Your instructions – When transcribing the entries, keep each one exactly as it is.
"""
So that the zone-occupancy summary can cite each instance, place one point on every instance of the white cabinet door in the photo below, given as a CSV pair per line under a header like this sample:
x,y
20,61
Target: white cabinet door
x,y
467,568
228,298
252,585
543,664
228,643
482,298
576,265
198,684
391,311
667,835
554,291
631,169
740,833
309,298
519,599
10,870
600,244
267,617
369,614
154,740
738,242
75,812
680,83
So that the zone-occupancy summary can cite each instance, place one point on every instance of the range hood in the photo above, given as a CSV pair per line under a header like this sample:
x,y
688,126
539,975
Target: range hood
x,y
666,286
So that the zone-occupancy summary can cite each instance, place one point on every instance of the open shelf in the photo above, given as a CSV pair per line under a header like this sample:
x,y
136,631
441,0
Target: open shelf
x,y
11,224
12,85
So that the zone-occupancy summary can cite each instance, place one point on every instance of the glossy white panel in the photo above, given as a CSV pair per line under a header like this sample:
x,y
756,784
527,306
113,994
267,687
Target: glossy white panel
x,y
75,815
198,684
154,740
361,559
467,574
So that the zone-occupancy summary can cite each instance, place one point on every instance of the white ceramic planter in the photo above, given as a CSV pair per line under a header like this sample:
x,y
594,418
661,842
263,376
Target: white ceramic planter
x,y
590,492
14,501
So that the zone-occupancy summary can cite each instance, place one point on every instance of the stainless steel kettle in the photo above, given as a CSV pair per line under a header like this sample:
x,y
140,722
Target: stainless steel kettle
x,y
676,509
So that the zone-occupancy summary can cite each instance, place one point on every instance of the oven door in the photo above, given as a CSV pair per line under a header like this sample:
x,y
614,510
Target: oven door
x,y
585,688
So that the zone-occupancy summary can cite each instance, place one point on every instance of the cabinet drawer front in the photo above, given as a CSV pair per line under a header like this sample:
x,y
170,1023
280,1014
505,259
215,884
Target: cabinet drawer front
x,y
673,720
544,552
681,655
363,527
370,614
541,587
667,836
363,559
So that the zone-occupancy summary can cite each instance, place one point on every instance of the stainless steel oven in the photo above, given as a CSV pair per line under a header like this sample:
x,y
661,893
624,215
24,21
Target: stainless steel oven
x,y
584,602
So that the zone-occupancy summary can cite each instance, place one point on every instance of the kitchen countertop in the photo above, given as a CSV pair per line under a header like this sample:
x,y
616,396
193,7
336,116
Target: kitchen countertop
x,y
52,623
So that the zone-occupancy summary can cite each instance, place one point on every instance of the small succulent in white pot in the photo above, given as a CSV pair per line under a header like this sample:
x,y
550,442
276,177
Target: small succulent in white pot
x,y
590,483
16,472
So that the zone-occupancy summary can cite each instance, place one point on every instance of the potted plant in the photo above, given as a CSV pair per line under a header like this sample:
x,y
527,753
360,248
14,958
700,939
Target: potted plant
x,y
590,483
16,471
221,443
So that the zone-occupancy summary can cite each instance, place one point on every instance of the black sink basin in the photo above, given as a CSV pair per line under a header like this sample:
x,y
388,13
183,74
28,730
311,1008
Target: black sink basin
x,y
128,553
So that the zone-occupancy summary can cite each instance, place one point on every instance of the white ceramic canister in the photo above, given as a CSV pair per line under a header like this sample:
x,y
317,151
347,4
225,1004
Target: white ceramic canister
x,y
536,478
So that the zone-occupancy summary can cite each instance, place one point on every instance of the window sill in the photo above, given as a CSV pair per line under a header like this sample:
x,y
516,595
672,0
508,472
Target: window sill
"""
Response box –
So that the zone-occupancy summary can cite each instance, place one point on every instance of the white cabinet door in the photo below, given as a CSV pair per line under a header like this sample:
x,y
20,61
Target: white cabinet door
x,y
467,568
228,298
252,585
543,664
228,643
482,298
576,265
198,684
391,311
667,835
554,291
631,169
740,833
309,298
519,599
10,870
600,244
267,617
369,614
154,740
738,242
75,812
680,83
So that the zone-occupancy summary can cite each instance, place one point on every instance of the range hood in the photo above, given as a CSV pair per line under a header like this sample:
x,y
688,126
539,975
Target: range hood
x,y
666,286
So that the zone-occupancy summary can cite each instance, place one point on every instance of the open shelf in the photo above, given as a CSV pair per line under a header like this sample:
x,y
136,631
441,0
Target: open shelf
x,y
11,224
12,85
So that the zone-occupancy summary can cite each instance, place one point on every instance of the glossy white panel in the photo above, given as a CSV pair per line under a header like this sample:
x,y
756,784
527,306
113,994
267,687
Target: glossy white panel
x,y
75,815
198,684
154,740
361,559
467,574
So that the zone-occupancy summary can cite each instance, place one point on every instance of the white ceramic planter in the photo above, given as a CSV pair per line under a header like this sample:
x,y
594,418
661,842
263,376
Target: white ceramic planter
x,y
590,492
14,501
So that the zone-occupancy summary can cite each instance, place one point on every instance of the stainless steel kettle in the photo above, given as a CSV pair per line under a header like this sample:
x,y
140,722
Target: stainless steel kettle
x,y
676,509
So that the zone-occupancy summary can cite each instance, place one point on every instance of the oven door in the photo above, given as a CSV pair per line under a header like this sample:
x,y
614,510
Target: oven door
x,y
585,688
So that the zone-occupancy summary can cite each instance, place one point on every instance of the cabinet drawer front in the photo above, given as a CSV pair per line under a header like this sample:
x,y
170,1023
280,1014
505,259
215,884
Target: cabinet drawer front
x,y
673,720
544,552
681,655
363,527
370,614
541,587
667,836
363,559
So that the zone-occupancy summary can cite each instance, place one point on every instance of the stainless steel oven in the photo above, given as a CSV pair per line under a header like this sample:
x,y
661,893
624,215
24,21
Target: stainless steel oven
x,y
584,602
So that the zone-occupancy summary can cite each instance, place one point on every instance of the kitchen countertop in the photo above, given as a CSV pair per line under a header like this sample:
x,y
616,396
193,7
336,116
Target: kitchen countertop
x,y
52,623
So that the zone-occupancy summary can cite each instance, place one point on every instance of the small succulent in white pot in the photo above, given as a CSV pair per line under a header like this sample:
x,y
550,442
276,177
Target: small succulent in white pot
x,y
590,483
16,472
So that the zone-occupancy summary can cite each instance, place one point on every instance of the potted plant in the photo above, given as a CSV pair per line under a header like this sample:
x,y
527,753
360,248
14,958
700,939
Target: potted plant
x,y
590,483
16,471
221,443
So that the zone-occupancy summary can cite each instance, place one point on every instance of the black sink basin in the photo above, given as a CSV pair per line under a header like this sample:
x,y
388,13
183,74
28,730
311,1008
Target: black sink basin
x,y
128,553
So that the zone-occupancy summary can cite each instance, place one point on every instance of the white ceramic canister in the photo above, given as a CSV pair per line under a header like this sample:
x,y
317,151
347,4
225,1004
Target: white ceramic canister
x,y
536,478
So that the zone-occupancy summary can cite each instance, place one point on every instance of the window sill in the photo above, given as a CSV pair per line under a header like this sample:
x,y
516,595
672,0
508,472
Target: window sill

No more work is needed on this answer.